* Begin Available data *

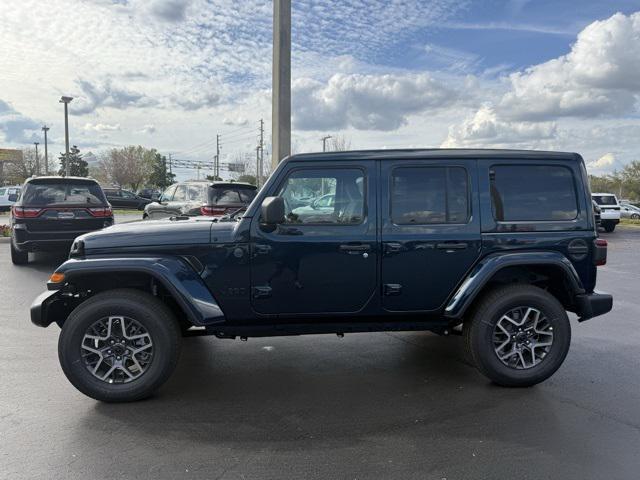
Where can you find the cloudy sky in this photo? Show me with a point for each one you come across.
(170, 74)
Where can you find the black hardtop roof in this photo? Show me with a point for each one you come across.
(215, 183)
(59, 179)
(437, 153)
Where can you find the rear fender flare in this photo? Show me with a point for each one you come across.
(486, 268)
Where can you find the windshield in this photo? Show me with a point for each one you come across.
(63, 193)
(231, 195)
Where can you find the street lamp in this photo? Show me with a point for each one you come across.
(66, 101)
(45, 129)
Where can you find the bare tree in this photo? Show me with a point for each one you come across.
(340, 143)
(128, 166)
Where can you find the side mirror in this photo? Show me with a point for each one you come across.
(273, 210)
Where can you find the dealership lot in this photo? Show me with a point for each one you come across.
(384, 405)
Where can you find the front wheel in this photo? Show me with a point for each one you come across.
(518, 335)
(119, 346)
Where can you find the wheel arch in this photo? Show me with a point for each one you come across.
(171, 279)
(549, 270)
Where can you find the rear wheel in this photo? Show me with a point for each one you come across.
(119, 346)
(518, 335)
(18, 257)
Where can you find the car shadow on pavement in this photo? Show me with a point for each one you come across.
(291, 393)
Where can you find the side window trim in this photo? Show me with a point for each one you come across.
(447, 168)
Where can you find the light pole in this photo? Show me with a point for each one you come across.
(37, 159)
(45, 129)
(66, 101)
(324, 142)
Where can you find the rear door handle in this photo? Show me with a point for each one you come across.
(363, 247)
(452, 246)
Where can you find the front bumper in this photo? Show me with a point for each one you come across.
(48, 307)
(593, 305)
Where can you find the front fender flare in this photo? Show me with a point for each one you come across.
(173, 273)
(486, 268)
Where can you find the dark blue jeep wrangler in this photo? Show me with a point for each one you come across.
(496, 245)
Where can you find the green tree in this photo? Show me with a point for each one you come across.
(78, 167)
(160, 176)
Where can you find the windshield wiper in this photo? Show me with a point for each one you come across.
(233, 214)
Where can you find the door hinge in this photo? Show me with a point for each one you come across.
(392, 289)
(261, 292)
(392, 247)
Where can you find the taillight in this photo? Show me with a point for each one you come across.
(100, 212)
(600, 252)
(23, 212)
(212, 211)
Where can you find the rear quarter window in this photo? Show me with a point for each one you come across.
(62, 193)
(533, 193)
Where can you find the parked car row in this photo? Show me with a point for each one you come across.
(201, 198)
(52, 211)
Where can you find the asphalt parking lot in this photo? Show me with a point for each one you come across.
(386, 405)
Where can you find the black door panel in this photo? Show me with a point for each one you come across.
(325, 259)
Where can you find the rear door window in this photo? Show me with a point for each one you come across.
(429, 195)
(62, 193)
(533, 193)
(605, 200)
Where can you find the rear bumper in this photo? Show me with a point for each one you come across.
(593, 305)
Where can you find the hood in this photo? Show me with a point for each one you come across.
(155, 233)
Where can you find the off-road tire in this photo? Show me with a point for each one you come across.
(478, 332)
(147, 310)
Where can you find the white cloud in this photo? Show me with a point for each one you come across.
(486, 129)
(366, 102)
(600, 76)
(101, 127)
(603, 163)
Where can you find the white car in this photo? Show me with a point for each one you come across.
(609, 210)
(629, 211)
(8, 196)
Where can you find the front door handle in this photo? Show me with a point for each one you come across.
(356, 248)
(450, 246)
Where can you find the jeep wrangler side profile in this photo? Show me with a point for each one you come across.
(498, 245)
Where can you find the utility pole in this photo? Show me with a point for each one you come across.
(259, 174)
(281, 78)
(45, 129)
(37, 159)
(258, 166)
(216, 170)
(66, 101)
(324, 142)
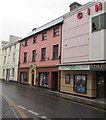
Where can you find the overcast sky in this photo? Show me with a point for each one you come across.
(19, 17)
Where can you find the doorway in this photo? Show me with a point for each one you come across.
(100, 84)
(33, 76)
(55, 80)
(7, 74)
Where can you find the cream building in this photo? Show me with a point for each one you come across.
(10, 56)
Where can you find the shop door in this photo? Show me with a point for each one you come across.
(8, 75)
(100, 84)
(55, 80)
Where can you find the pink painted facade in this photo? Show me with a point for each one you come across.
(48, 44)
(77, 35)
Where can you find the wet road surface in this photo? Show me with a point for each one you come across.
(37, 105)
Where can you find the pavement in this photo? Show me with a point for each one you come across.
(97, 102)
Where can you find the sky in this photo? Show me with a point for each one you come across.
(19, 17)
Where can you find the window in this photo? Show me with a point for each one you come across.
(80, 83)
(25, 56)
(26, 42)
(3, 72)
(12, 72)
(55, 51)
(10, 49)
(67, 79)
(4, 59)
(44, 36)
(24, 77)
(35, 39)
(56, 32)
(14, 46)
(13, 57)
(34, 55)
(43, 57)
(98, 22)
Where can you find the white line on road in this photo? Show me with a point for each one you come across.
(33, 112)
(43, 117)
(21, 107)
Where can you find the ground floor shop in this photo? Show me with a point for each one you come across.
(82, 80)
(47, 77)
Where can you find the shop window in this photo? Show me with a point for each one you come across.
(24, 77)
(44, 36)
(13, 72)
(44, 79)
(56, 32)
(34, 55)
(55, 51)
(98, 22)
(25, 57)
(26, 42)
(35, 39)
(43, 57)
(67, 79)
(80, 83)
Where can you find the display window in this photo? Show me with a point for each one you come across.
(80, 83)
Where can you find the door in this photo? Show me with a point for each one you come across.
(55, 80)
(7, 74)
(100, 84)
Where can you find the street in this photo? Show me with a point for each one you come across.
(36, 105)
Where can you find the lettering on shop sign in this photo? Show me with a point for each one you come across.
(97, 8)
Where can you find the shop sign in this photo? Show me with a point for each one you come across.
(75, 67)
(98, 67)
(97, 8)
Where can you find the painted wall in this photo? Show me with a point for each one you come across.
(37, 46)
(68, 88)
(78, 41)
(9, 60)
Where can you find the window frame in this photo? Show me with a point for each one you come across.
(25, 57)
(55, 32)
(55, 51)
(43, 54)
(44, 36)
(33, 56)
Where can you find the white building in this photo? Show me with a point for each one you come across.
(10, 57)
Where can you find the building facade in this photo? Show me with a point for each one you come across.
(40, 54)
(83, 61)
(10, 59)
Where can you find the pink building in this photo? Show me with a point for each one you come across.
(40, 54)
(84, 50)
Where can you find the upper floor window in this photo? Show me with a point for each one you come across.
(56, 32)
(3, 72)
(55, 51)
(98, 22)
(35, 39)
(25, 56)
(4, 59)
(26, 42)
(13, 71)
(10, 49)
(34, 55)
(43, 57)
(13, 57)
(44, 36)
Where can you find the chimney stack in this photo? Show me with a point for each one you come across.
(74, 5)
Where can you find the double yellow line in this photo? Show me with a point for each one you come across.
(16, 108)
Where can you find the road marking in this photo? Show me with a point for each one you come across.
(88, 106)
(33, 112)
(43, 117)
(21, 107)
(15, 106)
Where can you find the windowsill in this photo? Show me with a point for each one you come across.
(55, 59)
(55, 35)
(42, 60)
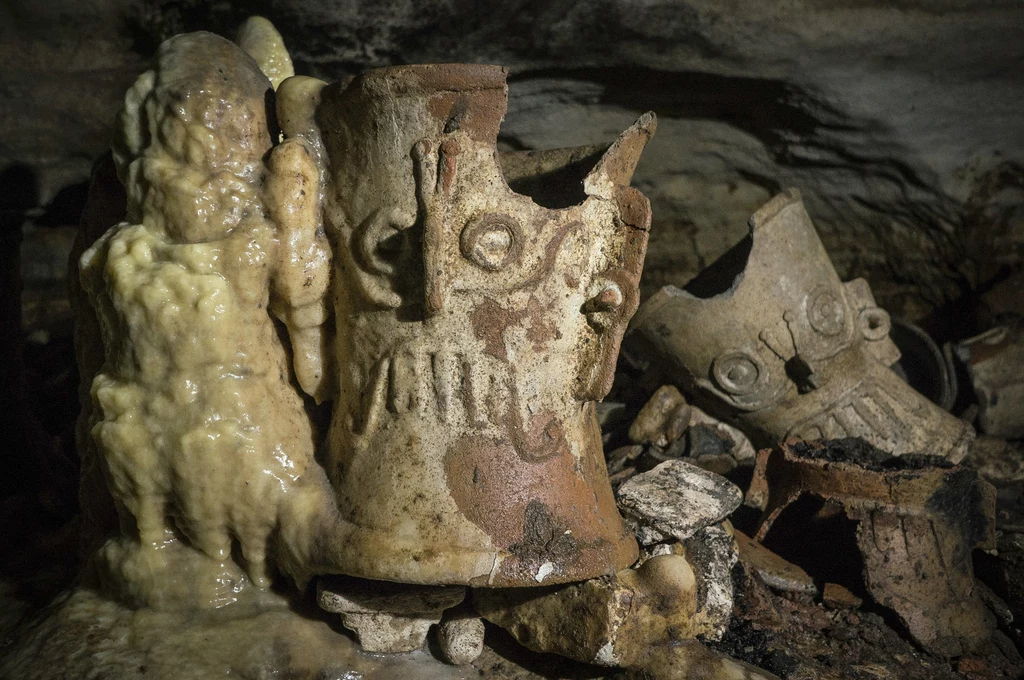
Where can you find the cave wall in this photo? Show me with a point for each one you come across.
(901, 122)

* End Available data *

** What is required **
Give again exactly the lines from the one holding "Where can you find the window frame" to the final line of the records, both ends included; any pictures stay out.

** Reply to the exercise **
Where can you find the window frame in this photo? Show me with a point for each one you come across.
(25, 57)
(55, 32)
(55, 51)
(43, 54)
(44, 36)
(33, 56)
Where can you find the white building in this photo? Show me with a point for each one you come across.
(10, 57)
Where can you find the building facade in this photo? Show me with a point for each one you come across.
(40, 54)
(83, 61)
(10, 59)
Where can you find the pink building in this photo? Show me with a point for each one you come across.
(40, 54)
(84, 50)
Where can you find the upper floor window in this photo? Show me with a point for each one you come across.
(56, 32)
(3, 72)
(55, 51)
(98, 22)
(35, 39)
(25, 56)
(4, 59)
(26, 42)
(13, 71)
(10, 49)
(34, 55)
(43, 57)
(13, 57)
(44, 36)
Where can you find the chimney stack in this photo? Show me with a point for each one you come across.
(74, 5)
Where can you find the double yellow line in this photo? Show me with a point for each one you come across.
(16, 108)
Where can you find the road marking in this photo? Show me with a point for each one you come across.
(88, 106)
(33, 112)
(43, 117)
(21, 107)
(15, 106)
Where can you find the windowsill in this photo? Show me with a point for each one you come across.
(55, 59)
(55, 35)
(42, 60)
Where can you find the cave wall in this photo? Show me with a point for each one you come across.
(901, 122)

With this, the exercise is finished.